[Dataset excerpts]
::::::::::
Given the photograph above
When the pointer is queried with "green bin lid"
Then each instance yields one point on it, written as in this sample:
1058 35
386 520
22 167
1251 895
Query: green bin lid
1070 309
::::::::::
[INSTRUCTIONS FOR THE TASK] Word for word, set down all the lines above.

[EXERCISE ANSWER]
Given the photograph above
When the pointer is queried with "green bin lid"
Then each instance yields one point on it, written as in this sample:
1058 35
386 520
22 167
1251 895
Query: green bin lid
1070 309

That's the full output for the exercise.